Stored dataset rows:
______

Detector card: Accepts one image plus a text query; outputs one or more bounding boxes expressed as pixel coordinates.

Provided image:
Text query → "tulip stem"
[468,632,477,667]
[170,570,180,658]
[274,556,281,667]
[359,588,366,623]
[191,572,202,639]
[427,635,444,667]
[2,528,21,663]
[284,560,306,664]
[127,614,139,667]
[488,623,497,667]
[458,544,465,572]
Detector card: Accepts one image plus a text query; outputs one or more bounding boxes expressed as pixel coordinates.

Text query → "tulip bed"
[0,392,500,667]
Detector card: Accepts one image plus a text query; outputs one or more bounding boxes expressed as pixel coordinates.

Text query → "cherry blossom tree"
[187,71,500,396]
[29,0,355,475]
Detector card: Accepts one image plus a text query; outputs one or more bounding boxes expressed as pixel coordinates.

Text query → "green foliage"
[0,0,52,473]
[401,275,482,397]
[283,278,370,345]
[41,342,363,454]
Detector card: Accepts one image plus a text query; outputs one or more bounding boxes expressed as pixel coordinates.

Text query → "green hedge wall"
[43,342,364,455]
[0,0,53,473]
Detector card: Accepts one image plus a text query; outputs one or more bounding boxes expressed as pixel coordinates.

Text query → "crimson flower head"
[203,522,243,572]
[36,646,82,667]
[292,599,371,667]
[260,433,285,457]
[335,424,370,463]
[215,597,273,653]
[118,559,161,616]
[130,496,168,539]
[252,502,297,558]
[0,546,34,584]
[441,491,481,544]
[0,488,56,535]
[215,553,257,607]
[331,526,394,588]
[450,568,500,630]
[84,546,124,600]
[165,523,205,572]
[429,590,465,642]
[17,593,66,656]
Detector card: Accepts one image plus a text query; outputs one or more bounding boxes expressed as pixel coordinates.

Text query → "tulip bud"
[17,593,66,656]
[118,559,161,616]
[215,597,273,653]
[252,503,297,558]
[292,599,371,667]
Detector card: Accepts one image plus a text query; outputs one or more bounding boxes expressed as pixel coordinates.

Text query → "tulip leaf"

______

EXERCISE.
Rewrite all of the rows above as a numbered list, omitting the blank lines.

COMPLETED EXERCISE.
1. Detector card: Accepts one image plus a text query; outputs one or more bounding boxes expressed as pixel coordinates.
2. Provided image:
3. Text query → "tulip stem"
4. [468,632,477,667]
5. [170,570,180,658]
6. [274,556,281,667]
7. [359,588,366,623]
8. [191,572,202,639]
9. [427,635,444,667]
10. [2,528,21,663]
11. [284,560,306,664]
12. [127,614,139,667]
13. [488,623,497,667]
14. [458,544,465,572]
15. Detector card: Accepts one image plus a text query; outputs one or more bounding boxes expressed as pixel coordinates.
16. Text query → "tulip bed"
17. [0,392,500,667]
18. Detector card: Accepts one image plus a text query; outputs one or more bounding boxes expressed as pixel coordinates.
19. Text query → "cherry blossom tree"
20. [187,71,500,396]
21. [29,0,355,475]
22. Detector card: Accepts one image plus a text query; outputs one or more bounding boxes expressed as pixel coordinates.
23. Text query → "green foliage"
24. [0,0,52,473]
25. [401,275,482,397]
26. [283,278,370,345]
27. [41,342,363,454]
28. Detector card: Accepts one image plus a text query; outputs one or more bounding boxes expressed as pixel coordinates.
29. Text query → "green hedge wall"
30. [43,342,364,455]
31. [0,0,53,473]
32. Detector card: Accepts one image plus a text query; outputs one or more bounding boxes expressed as pixel coordinates.
33. Text query → "crimson flower head"
34. [203,522,243,572]
35. [36,646,82,667]
36. [292,599,371,667]
37. [260,433,285,457]
38. [335,424,370,463]
39. [215,597,273,653]
40. [118,559,161,616]
41. [130,496,168,539]
42. [252,502,297,558]
43. [0,546,34,584]
44. [441,491,481,544]
45. [0,488,56,535]
46. [215,553,257,607]
47. [331,526,394,588]
48. [450,568,500,630]
49. [84,546,124,600]
50. [165,523,205,572]
51. [429,590,465,642]
52. [17,593,66,656]
53. Detector card: Accepts one image plus a text query; outputs one or more bounding boxes expressed as pixel coordinates.
54. Text query → "tulip bud"
55. [17,593,66,656]
56. [118,559,161,616]
57. [215,597,273,653]
58. [252,503,297,558]
59. [292,599,371,667]
60. Detector card: Accepts one image plus a text query; outputs one or more bounding boxes expressed as pixel coordinates.
61. Text query → "tulip leaf"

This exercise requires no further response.